ALBUQUERQUE — A federal jury deliberating the sentence for Arizona inmate John McCluskey failed to reach a unanimous verdict on Wednesday, meaning the judge will sentence him to life in prison for murdering a retired Oklahoma couple.

It will close the final chapter on a brazen Arizona prison break and multistate Bonnie-and-Clyde-style crime spree.

Fingered by a fellow fugitive and accomplice fiancee as the triggerman, McCluskey was the only suspect to face the death penalty for the August 2010 slayings of Gary and Linda Haas of Tecumseh, Okla., high school sweethearts and recent retirees who had the misfortune to cross the fugitives’ paths on a New Mexico highway.

During the four-month trial, the defense argued that McCluskey should not be executed because brain damage, abuse and addictions made him incapable of controlling his impulses and making reasoned decisions when he shot the Haases for a more comfortable ride.

# # # #

WORK REQUEST 1: Set down the part of the McCluskey article that opens with the words containing "ALBUQUERQUE — A" and closes with "Bonnie-and-Clyde-style crime spree.", copying it word for word.
WORK REQUEST 2: Using the McCluskey article, decide whether each statement agrees with it. Answer yes or no and quote the deciding words. (a) The jury reached a unanimous verdict on McCluskey's sentence. (b) The murdered couple came from Tecumseh, Oklahoma. (c) McCluskey's trial lasted six months.

EXTRACTED INFORMATION:
# # # #

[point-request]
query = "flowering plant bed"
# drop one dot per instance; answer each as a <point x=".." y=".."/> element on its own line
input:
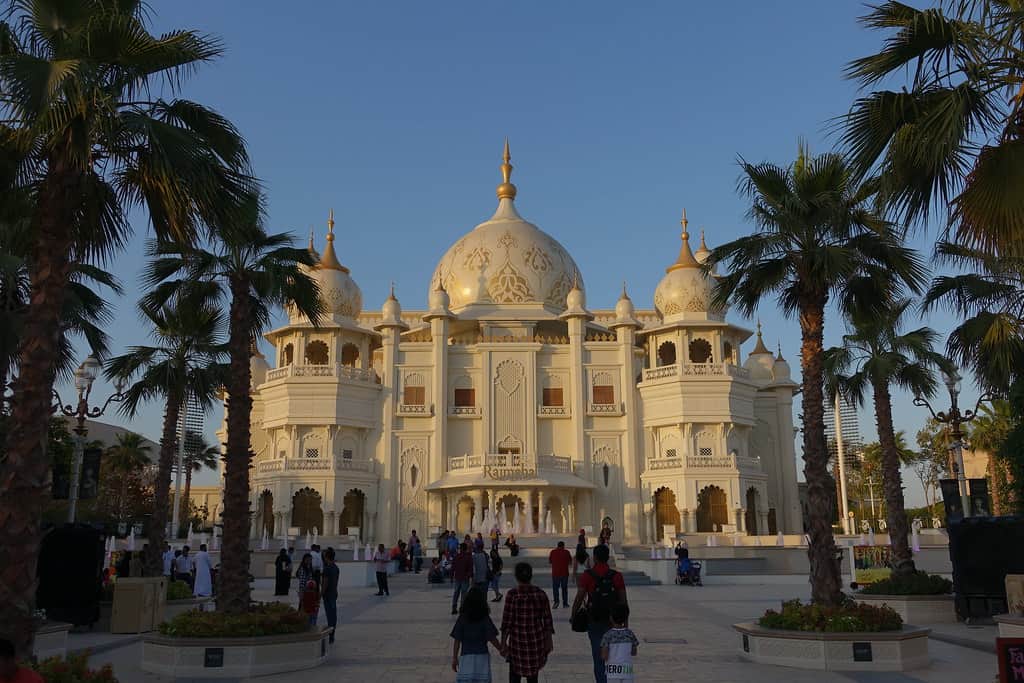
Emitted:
<point x="849" y="616"/>
<point x="261" y="620"/>
<point x="73" y="669"/>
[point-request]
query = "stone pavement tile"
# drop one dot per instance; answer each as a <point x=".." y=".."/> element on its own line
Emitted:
<point x="406" y="638"/>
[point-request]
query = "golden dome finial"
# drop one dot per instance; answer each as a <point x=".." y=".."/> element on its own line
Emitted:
<point x="506" y="190"/>
<point x="685" y="258"/>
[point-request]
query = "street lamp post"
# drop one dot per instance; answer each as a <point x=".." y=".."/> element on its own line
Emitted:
<point x="85" y="375"/>
<point x="954" y="418"/>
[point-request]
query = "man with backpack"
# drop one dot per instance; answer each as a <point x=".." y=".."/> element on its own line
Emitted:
<point x="602" y="588"/>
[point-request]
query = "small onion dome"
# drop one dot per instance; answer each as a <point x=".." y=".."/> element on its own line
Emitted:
<point x="258" y="367"/>
<point x="391" y="312"/>
<point x="576" y="301"/>
<point x="625" y="312"/>
<point x="439" y="302"/>
<point x="780" y="371"/>
<point x="761" y="361"/>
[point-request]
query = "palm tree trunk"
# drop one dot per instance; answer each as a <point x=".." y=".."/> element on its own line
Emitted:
<point x="187" y="493"/>
<point x="25" y="475"/>
<point x="826" y="580"/>
<point x="892" y="483"/>
<point x="232" y="594"/>
<point x="162" y="486"/>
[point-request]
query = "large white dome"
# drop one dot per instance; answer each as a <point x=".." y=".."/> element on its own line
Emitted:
<point x="507" y="260"/>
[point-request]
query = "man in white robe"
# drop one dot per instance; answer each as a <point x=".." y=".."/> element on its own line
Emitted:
<point x="204" y="574"/>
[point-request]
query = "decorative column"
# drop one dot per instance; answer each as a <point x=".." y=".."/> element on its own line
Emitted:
<point x="390" y="328"/>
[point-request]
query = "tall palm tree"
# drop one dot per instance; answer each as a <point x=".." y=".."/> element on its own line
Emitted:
<point x="875" y="356"/>
<point x="185" y="365"/>
<point x="248" y="271"/>
<point x="85" y="138"/>
<point x="816" y="241"/>
<point x="949" y="140"/>
<point x="199" y="456"/>
<point x="129" y="456"/>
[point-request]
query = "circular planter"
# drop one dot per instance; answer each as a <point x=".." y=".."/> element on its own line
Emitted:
<point x="887" y="650"/>
<point x="233" y="657"/>
<point x="1010" y="627"/>
<point x="916" y="608"/>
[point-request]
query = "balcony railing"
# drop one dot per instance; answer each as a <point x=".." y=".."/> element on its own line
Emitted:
<point x="337" y="370"/>
<point x="695" y="370"/>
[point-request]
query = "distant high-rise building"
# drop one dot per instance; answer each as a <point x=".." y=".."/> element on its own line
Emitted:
<point x="853" y="444"/>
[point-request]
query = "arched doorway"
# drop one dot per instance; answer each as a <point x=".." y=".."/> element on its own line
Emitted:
<point x="713" y="511"/>
<point x="666" y="511"/>
<point x="266" y="512"/>
<point x="751" y="516"/>
<point x="464" y="514"/>
<point x="307" y="513"/>
<point x="351" y="513"/>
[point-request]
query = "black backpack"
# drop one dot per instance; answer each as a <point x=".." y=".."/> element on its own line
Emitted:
<point x="603" y="597"/>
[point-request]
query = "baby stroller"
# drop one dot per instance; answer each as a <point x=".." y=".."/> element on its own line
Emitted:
<point x="688" y="572"/>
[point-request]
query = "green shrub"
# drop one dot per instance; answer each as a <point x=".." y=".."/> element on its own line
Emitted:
<point x="73" y="669"/>
<point x="178" y="590"/>
<point x="919" y="583"/>
<point x="847" y="617"/>
<point x="261" y="620"/>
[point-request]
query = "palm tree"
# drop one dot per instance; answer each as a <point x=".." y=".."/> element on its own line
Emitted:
<point x="199" y="456"/>
<point x="128" y="456"/>
<point x="950" y="137"/>
<point x="875" y="356"/>
<point x="247" y="271"/>
<point x="185" y="365"/>
<point x="86" y="141"/>
<point x="816" y="241"/>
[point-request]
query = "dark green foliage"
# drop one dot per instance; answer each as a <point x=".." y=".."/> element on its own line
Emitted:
<point x="919" y="583"/>
<point x="849" y="616"/>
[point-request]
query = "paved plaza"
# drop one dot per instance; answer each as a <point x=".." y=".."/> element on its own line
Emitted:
<point x="684" y="632"/>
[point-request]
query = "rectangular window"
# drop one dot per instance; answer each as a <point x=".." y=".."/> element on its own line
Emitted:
<point x="553" y="396"/>
<point x="414" y="395"/>
<point x="604" y="395"/>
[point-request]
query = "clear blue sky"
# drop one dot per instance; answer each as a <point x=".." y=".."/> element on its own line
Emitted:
<point x="619" y="115"/>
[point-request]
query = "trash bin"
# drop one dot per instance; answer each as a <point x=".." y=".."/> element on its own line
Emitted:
<point x="138" y="604"/>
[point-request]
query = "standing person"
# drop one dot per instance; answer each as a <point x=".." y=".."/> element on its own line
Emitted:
<point x="182" y="566"/>
<point x="526" y="628"/>
<point x="481" y="568"/>
<point x="329" y="591"/>
<point x="560" y="559"/>
<point x="282" y="572"/>
<point x="602" y="588"/>
<point x="11" y="673"/>
<point x="204" y="575"/>
<point x="317" y="562"/>
<point x="303" y="575"/>
<point x="441" y="543"/>
<point x="168" y="558"/>
<point x="619" y="646"/>
<point x="472" y="631"/>
<point x="496" y="573"/>
<point x="381" y="561"/>
<point x="462" y="572"/>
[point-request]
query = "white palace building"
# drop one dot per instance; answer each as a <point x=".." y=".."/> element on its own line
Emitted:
<point x="510" y="393"/>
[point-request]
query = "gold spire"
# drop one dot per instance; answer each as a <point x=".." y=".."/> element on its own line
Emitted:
<point x="685" y="258"/>
<point x="506" y="190"/>
<point x="760" y="346"/>
<point x="330" y="260"/>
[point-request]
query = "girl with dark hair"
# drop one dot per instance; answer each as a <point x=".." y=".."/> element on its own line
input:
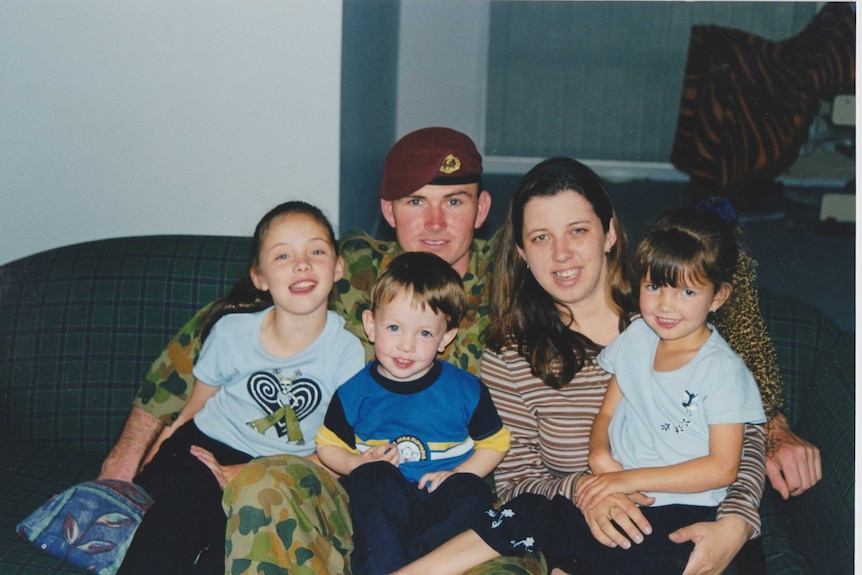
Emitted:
<point x="272" y="359"/>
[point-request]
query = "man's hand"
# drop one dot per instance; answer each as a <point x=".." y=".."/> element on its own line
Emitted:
<point x="223" y="473"/>
<point x="793" y="465"/>
<point x="716" y="543"/>
<point x="434" y="480"/>
<point x="124" y="460"/>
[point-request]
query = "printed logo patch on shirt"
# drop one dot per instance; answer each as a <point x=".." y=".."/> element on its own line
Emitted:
<point x="411" y="449"/>
<point x="285" y="402"/>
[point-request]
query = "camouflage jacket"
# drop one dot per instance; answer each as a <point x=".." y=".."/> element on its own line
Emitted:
<point x="169" y="381"/>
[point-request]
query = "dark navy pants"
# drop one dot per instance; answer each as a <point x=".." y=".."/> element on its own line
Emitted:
<point x="557" y="528"/>
<point x="395" y="522"/>
<point x="187" y="518"/>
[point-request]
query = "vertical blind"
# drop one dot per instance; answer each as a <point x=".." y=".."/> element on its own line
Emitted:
<point x="602" y="80"/>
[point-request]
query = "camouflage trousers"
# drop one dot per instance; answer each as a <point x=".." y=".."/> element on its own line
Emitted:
<point x="285" y="514"/>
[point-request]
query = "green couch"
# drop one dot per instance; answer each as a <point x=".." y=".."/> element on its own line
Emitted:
<point x="79" y="325"/>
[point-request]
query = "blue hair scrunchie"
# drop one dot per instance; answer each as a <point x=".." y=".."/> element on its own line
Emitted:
<point x="721" y="207"/>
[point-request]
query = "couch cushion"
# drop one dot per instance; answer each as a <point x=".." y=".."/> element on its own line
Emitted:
<point x="79" y="325"/>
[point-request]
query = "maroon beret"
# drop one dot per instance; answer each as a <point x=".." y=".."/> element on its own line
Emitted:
<point x="429" y="156"/>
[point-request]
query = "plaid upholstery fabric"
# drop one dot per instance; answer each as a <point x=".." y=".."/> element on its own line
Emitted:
<point x="800" y="334"/>
<point x="80" y="324"/>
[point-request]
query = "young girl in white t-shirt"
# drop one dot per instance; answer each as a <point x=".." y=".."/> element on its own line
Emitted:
<point x="271" y="360"/>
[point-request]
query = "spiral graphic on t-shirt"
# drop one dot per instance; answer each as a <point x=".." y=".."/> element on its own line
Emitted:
<point x="303" y="395"/>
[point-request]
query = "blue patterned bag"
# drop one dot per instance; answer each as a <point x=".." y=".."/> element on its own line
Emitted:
<point x="90" y="524"/>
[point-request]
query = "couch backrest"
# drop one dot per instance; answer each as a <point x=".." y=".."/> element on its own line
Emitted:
<point x="801" y="335"/>
<point x="80" y="325"/>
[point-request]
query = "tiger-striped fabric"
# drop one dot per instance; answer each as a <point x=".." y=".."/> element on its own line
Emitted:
<point x="747" y="102"/>
<point x="550" y="432"/>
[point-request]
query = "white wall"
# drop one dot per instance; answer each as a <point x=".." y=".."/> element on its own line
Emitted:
<point x="443" y="66"/>
<point x="160" y="116"/>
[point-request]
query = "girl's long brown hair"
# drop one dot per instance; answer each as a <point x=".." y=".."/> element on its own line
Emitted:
<point x="244" y="297"/>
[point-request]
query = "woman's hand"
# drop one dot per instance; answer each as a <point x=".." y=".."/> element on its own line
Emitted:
<point x="623" y="510"/>
<point x="716" y="543"/>
<point x="594" y="488"/>
<point x="223" y="473"/>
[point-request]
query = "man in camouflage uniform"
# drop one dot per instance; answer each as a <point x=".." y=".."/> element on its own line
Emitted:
<point x="286" y="514"/>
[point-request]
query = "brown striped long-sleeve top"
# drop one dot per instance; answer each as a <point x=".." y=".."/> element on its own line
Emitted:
<point x="550" y="433"/>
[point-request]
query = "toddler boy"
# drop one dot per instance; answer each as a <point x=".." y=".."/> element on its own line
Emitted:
<point x="412" y="436"/>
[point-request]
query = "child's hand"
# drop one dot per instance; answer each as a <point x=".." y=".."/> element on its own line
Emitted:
<point x="388" y="452"/>
<point x="434" y="480"/>
<point x="594" y="488"/>
<point x="603" y="463"/>
<point x="223" y="473"/>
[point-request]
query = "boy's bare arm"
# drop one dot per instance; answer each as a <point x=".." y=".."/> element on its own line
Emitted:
<point x="343" y="461"/>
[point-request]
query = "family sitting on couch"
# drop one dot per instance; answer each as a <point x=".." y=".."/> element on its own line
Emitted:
<point x="574" y="258"/>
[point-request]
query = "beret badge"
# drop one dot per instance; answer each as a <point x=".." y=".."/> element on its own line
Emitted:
<point x="450" y="165"/>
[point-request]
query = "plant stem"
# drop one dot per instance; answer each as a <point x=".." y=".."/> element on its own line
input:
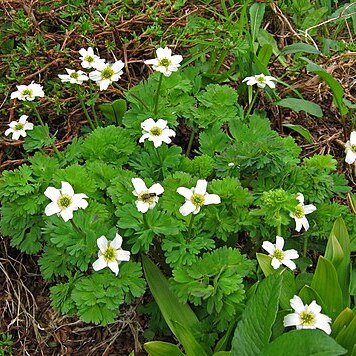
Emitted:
<point x="85" y="109"/>
<point x="190" y="226"/>
<point x="190" y="143"/>
<point x="252" y="104"/>
<point x="93" y="105"/>
<point x="157" y="94"/>
<point x="55" y="149"/>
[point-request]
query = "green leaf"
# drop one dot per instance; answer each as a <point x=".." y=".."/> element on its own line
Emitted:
<point x="303" y="342"/>
<point x="299" y="47"/>
<point x="265" y="263"/>
<point x="257" y="11"/>
<point x="335" y="86"/>
<point x="38" y="138"/>
<point x="174" y="312"/>
<point x="254" y="331"/>
<point x="161" y="348"/>
<point x="301" y="130"/>
<point x="338" y="253"/>
<point x="114" y="111"/>
<point x="325" y="283"/>
<point x="301" y="105"/>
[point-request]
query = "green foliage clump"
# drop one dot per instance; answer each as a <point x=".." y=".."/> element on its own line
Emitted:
<point x="215" y="282"/>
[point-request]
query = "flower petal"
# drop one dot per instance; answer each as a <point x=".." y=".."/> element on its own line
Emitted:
<point x="139" y="185"/>
<point x="99" y="264"/>
<point x="211" y="199"/>
<point x="201" y="187"/>
<point x="102" y="243"/>
<point x="117" y="242"/>
<point x="187" y="193"/>
<point x="187" y="208"/>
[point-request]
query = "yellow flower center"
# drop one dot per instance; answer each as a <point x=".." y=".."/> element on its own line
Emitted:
<point x="156" y="131"/>
<point x="307" y="318"/>
<point x="64" y="201"/>
<point x="197" y="199"/>
<point x="147" y="197"/>
<point x="27" y="92"/>
<point x="110" y="254"/>
<point x="19" y="126"/>
<point x="107" y="73"/>
<point x="89" y="59"/>
<point x="279" y="254"/>
<point x="74" y="75"/>
<point x="299" y="211"/>
<point x="164" y="62"/>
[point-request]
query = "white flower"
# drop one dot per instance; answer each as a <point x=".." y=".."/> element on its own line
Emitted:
<point x="165" y="63"/>
<point x="89" y="59"/>
<point x="307" y="316"/>
<point x="299" y="213"/>
<point x="147" y="198"/>
<point x="280" y="257"/>
<point x="110" y="254"/>
<point x="105" y="74"/>
<point x="261" y="80"/>
<point x="28" y="92"/>
<point x="196" y="197"/>
<point x="18" y="128"/>
<point x="157" y="132"/>
<point x="350" y="149"/>
<point x="64" y="201"/>
<point x="73" y="77"/>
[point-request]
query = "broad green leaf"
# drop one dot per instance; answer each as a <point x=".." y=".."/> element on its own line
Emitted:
<point x="265" y="263"/>
<point x="301" y="105"/>
<point x="257" y="11"/>
<point x="342" y="321"/>
<point x="303" y="342"/>
<point x="114" y="111"/>
<point x="179" y="317"/>
<point x="301" y="130"/>
<point x="299" y="47"/>
<point x="325" y="283"/>
<point x="338" y="253"/>
<point x="161" y="348"/>
<point x="347" y="336"/>
<point x="335" y="86"/>
<point x="254" y="331"/>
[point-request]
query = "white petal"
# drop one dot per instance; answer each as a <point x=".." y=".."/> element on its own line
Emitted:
<point x="309" y="208"/>
<point x="142" y="207"/>
<point x="123" y="255"/>
<point x="291" y="254"/>
<point x="102" y="243"/>
<point x="187" y="208"/>
<point x="290" y="264"/>
<point x="187" y="193"/>
<point x="211" y="199"/>
<point x="275" y="263"/>
<point x="139" y="185"/>
<point x="52" y="208"/>
<point x="156" y="188"/>
<point x="269" y="247"/>
<point x="297" y="304"/>
<point x="67" y="214"/>
<point x="114" y="266"/>
<point x="201" y="187"/>
<point x="99" y="264"/>
<point x="52" y="193"/>
<point x="67" y="189"/>
<point x="279" y="242"/>
<point x="117" y="242"/>
<point x="291" y="320"/>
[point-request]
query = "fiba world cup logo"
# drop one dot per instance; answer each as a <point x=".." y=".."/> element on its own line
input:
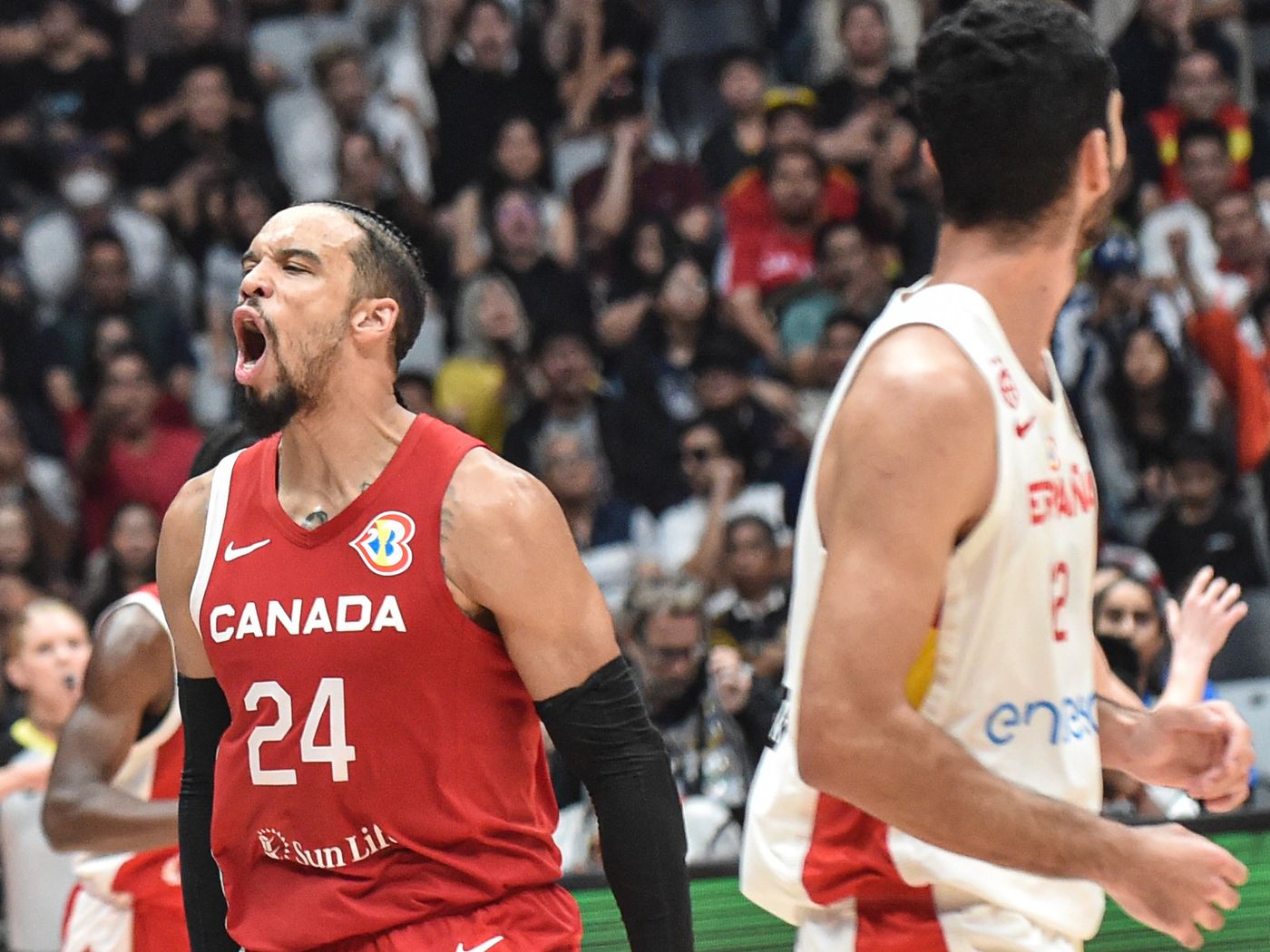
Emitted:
<point x="384" y="545"/>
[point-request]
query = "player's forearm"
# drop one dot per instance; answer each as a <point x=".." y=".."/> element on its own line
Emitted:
<point x="102" y="819"/>
<point x="1187" y="675"/>
<point x="923" y="782"/>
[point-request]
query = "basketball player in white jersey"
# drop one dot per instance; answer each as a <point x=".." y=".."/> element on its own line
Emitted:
<point x="112" y="793"/>
<point x="935" y="782"/>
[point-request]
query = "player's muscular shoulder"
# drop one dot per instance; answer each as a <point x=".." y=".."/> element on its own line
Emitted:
<point x="917" y="413"/>
<point x="493" y="516"/>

# # # #

EXERCISE SOLUTION 1:
ALBUQUERQUE — A federal jury deliberating the sentence for Arizona inmate John McCluskey failed to reach a unanimous verdict on Wednesday, meaning the judge will sentence him to life in prison for murdering a retired Oklahoma couple.

It will close the final chapter on a brazen Arizona prison break and multistate Bonnie-and-Clyde-style crime spree.

EXERCISE SOLUTION 2:
(a) No: "failed to reach a unanimous verdict on Wednesday"
(b) Yes: "Gary and Linda Haas of Tecumseh, Okla."
(c) No: "During the four-month trial"